Для марксистов теория государства, классового базиса государства, была одной из самых спорных тем последних тридцати лет, особенно заметно это было в ходе дебатов между Никосом Пулантзасом[113] и Ральфом Милибандом[114]. Выражение «относительная автономия государства» стало клише, формально получившим весьма широкую поддержку. Однако на что это указывает, если не на тот факт, что теперь распространилось такое количество версий понятий «буржуазия» или «средний класс», что трудно доказать, что какая-либо из обозначаемых этими понятиями подгруппа на самом деле непосредственно управляет государством в том смысле, как это понимает марксистский афоризм? Да и сочетание этих различных подгрупп не дает в итоге единого класса или группы.

 

Пересмотр понятия

 

Таким образом, безоговорочное использование понятия «буржуа(зия)», как оно дошло до нас от его средневековых начал, через его воплощения в Европе «Старого Режима» и затем в эпоху индустриализации девятнадцатого столетия, применительно к реалиям мира XX века не представляется бесспорным.

ИНСТРУКЦИИ К ЗАДАНИЯМ:
1 - Перепишите без изменений ту часть отрывка о теории государства, которая открывается словами «Пересмотр понятия» и завершается словами «не представляется бесспорным.».
2 - Переведите на английский язык предложение из отрывка о теории государства: «Выражение „относительная автономия государства“ стало клише, формально получившим весьма широкую поддержку».
Приведённые ниже пункты для работы не понадобятся.

ИСХОДНЫЕ ДАННЫЕ:
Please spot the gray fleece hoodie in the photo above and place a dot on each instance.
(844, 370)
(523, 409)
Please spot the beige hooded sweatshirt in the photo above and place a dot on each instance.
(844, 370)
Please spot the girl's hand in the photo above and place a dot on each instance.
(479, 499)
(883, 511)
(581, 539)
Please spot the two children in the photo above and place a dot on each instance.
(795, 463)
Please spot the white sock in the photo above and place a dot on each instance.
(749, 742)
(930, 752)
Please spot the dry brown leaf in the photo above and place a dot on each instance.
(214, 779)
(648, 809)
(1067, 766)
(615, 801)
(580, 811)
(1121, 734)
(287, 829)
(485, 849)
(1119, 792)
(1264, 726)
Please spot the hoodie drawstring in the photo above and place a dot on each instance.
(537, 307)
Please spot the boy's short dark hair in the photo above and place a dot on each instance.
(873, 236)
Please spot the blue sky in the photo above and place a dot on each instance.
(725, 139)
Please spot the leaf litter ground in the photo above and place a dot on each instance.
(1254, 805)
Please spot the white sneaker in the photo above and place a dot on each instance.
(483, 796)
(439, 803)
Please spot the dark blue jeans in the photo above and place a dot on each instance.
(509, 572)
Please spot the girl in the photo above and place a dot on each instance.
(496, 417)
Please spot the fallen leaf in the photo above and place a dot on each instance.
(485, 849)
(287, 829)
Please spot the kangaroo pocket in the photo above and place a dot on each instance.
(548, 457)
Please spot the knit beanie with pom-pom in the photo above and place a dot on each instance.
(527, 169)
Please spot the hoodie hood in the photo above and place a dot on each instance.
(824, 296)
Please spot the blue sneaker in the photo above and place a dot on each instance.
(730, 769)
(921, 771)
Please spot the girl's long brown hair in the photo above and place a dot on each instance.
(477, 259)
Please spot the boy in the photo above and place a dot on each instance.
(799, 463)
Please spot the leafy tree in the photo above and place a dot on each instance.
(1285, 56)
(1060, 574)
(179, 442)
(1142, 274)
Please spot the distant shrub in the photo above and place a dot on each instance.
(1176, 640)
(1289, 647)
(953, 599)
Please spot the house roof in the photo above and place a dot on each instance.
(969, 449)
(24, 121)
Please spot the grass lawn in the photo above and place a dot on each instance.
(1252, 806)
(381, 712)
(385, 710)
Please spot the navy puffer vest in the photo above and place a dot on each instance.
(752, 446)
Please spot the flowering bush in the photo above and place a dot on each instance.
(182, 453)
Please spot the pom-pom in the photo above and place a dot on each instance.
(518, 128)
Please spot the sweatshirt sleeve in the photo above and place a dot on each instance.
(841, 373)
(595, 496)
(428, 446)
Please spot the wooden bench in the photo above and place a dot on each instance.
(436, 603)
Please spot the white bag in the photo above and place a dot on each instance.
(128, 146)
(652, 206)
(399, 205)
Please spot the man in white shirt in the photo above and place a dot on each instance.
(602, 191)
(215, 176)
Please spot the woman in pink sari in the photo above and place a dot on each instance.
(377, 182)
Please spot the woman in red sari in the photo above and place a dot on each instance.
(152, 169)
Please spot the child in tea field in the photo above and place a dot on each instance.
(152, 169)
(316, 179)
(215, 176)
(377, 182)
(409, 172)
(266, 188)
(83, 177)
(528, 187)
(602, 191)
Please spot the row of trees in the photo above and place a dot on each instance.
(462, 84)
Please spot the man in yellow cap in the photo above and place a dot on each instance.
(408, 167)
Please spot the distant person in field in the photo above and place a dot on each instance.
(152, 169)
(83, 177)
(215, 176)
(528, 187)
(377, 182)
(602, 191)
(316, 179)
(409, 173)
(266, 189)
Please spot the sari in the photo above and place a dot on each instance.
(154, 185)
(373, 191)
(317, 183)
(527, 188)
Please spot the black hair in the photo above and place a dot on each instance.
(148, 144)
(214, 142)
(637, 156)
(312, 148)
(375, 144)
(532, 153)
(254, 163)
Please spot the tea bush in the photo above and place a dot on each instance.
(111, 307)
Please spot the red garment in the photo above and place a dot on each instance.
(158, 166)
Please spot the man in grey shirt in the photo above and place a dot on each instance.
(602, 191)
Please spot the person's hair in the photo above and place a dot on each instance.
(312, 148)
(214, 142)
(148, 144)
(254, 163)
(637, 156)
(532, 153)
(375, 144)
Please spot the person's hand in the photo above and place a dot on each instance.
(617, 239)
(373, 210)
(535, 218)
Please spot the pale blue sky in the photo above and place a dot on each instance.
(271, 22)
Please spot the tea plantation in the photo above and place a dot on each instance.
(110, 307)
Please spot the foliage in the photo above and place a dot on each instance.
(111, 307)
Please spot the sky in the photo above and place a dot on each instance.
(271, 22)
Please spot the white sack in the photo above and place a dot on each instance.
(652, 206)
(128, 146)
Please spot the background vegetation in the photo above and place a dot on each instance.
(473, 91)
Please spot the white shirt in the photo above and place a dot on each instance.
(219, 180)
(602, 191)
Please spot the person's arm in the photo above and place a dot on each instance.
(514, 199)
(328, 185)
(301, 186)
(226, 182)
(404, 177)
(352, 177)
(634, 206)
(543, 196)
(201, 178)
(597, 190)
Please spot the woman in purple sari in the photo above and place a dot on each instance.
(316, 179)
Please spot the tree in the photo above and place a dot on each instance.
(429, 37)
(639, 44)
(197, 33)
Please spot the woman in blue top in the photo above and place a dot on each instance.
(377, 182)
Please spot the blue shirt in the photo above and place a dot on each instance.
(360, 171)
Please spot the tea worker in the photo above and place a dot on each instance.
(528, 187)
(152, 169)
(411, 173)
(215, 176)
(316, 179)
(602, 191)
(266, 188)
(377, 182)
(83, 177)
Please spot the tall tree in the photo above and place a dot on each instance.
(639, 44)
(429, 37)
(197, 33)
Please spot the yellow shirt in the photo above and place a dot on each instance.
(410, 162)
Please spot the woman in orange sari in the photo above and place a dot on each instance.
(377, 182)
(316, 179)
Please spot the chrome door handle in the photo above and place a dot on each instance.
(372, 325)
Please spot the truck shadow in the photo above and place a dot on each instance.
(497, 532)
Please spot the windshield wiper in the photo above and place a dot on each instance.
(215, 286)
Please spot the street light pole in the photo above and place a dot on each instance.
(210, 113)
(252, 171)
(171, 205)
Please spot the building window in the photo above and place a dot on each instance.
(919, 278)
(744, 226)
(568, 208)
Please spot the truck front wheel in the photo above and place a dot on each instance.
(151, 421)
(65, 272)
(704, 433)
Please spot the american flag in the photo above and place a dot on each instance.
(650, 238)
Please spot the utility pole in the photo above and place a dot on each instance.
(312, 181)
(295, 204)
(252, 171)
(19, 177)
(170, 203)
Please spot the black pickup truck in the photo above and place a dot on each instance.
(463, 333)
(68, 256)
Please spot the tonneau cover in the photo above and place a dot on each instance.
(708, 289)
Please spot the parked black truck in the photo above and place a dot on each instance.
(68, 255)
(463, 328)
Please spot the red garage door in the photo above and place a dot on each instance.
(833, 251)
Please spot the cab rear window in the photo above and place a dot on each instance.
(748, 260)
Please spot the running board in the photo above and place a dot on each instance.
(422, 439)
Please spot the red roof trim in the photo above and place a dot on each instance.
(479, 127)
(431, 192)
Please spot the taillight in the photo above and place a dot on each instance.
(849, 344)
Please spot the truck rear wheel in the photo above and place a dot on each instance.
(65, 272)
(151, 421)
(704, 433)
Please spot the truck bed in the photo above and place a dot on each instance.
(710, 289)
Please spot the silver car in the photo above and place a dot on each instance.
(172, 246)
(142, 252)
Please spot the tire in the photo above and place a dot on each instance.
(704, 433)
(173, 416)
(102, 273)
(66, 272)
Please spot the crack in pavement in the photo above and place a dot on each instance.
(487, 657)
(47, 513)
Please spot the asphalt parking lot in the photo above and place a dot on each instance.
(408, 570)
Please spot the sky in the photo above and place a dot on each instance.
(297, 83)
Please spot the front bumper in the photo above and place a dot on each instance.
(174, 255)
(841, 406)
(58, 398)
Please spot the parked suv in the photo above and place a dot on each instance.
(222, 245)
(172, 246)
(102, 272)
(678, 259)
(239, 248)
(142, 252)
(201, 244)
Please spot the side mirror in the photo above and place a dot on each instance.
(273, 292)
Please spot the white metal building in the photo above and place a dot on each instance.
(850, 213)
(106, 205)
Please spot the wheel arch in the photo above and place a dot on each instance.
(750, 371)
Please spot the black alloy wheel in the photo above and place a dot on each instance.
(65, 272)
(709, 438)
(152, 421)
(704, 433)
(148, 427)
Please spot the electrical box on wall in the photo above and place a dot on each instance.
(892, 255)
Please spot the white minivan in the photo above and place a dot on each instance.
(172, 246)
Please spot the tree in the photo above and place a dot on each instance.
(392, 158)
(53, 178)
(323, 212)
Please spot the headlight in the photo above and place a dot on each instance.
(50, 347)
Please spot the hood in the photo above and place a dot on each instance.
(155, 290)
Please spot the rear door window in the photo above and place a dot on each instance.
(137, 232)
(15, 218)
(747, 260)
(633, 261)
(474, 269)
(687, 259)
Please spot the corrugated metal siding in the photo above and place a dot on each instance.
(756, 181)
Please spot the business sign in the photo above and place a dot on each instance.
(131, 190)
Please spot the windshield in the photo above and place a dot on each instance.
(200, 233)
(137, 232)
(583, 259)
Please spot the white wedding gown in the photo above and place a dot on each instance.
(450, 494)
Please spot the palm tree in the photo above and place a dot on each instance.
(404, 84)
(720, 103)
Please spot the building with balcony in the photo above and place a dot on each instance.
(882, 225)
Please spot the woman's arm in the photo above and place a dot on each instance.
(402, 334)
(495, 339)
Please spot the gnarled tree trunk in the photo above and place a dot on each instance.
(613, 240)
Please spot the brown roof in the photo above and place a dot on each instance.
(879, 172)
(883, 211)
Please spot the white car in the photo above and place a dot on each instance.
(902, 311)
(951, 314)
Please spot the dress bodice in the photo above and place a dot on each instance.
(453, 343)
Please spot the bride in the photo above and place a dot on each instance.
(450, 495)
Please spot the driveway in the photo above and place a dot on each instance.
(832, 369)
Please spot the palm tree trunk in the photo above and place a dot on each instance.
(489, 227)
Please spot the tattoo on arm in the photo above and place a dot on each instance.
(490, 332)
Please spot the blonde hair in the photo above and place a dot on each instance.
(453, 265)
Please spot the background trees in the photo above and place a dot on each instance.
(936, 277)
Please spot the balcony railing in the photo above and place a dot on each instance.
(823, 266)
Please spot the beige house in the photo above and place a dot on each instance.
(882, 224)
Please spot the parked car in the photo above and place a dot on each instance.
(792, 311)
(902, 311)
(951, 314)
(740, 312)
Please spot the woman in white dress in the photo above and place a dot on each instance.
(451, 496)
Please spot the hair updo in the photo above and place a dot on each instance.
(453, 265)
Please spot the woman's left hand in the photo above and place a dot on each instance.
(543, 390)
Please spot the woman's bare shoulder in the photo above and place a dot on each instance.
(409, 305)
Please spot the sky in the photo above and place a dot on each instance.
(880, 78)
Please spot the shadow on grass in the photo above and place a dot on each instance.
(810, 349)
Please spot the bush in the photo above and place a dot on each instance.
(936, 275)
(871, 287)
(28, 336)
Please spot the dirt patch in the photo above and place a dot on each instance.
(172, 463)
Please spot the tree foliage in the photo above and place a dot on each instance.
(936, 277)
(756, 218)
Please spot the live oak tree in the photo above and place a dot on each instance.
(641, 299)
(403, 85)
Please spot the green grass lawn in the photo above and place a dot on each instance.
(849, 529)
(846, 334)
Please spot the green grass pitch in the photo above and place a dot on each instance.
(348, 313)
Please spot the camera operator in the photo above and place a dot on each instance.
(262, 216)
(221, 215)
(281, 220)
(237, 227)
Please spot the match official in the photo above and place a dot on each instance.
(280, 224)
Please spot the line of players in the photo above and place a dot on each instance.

ОТВЕТЫ К ЗАДАНИЯМ:
1 -
Пересмотр понятия

 

Таким образом, безоговорочное использование понятия «буржуа(зия)», как оно дошло до нас от его средневековых начал, через его воплощения в Европе «Старого Режима» и затем в эпоху индустриализации девятнадцатого столетия, применительно к реалиям мира XX века не представляется бесспорным.

2 - The expression "relative autonomy of the state" has become a cliché that has formally gained very broad support.